> [Records to use]
▬▬▬▬▬▬
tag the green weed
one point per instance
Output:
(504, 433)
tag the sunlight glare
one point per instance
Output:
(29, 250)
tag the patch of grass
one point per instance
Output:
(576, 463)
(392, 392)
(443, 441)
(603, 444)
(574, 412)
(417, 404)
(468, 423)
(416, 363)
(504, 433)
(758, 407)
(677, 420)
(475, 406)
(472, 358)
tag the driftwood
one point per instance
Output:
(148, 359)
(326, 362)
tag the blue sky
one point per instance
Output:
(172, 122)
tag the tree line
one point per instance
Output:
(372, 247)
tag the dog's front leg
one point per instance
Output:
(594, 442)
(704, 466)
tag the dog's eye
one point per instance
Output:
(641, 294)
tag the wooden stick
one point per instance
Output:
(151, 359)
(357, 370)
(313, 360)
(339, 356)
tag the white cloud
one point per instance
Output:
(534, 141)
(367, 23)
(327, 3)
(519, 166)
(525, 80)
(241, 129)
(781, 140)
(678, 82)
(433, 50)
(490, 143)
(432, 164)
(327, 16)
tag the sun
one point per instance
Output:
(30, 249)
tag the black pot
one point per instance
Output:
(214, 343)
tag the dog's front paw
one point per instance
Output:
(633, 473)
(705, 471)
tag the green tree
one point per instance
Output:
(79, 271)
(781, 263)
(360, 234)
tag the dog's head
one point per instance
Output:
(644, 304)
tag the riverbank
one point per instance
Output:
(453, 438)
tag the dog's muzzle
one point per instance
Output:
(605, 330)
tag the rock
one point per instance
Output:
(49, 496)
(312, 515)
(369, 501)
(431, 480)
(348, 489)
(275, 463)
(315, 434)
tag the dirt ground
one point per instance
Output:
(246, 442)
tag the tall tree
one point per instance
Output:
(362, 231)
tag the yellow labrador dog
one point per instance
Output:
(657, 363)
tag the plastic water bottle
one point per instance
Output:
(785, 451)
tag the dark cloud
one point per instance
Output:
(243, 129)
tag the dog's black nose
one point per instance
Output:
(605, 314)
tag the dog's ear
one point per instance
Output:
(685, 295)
▬▬▬▬▬▬
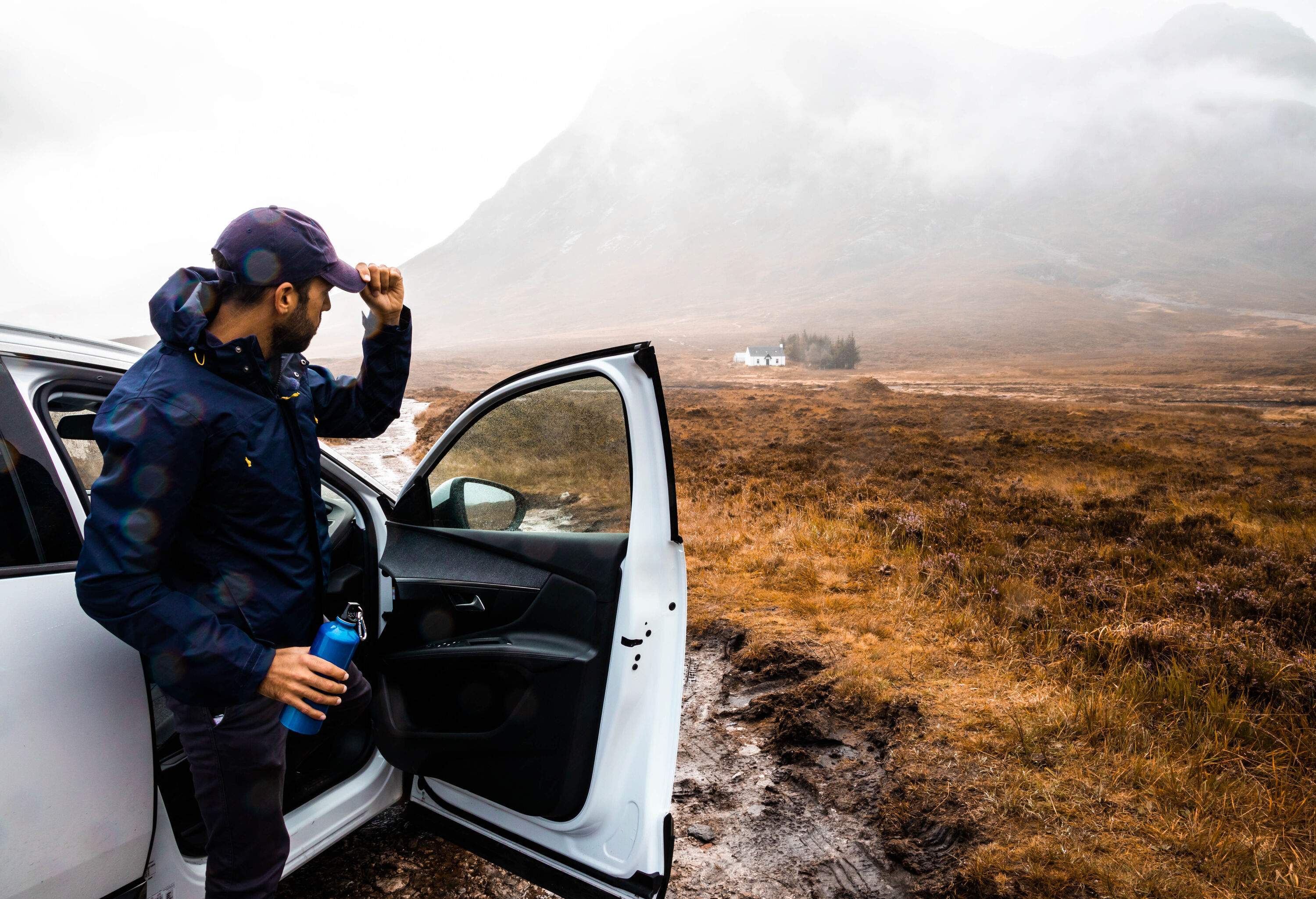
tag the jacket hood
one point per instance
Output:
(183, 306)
▬▬▬▬▬▬
> [Task statement] In the listing above, locate the line with "tag the green weed" and the line with "tag the tree line", then extract exactly those lines and every line between them, and nothing more.

> [Output for this exercise]
tag the green weed
one point per instance
Output:
(504, 433)
tag the sunlight glare
one point per instance
Output:
(29, 250)
tag the patch of grass
one point per instance
Output:
(576, 463)
(392, 392)
(443, 441)
(603, 444)
(574, 412)
(417, 404)
(468, 423)
(416, 363)
(504, 433)
(758, 407)
(677, 420)
(475, 406)
(472, 358)
tag the driftwood
one point per instance
Output:
(148, 359)
(326, 362)
tag the blue sky
one point per instance
Output:
(172, 122)
tag the tree line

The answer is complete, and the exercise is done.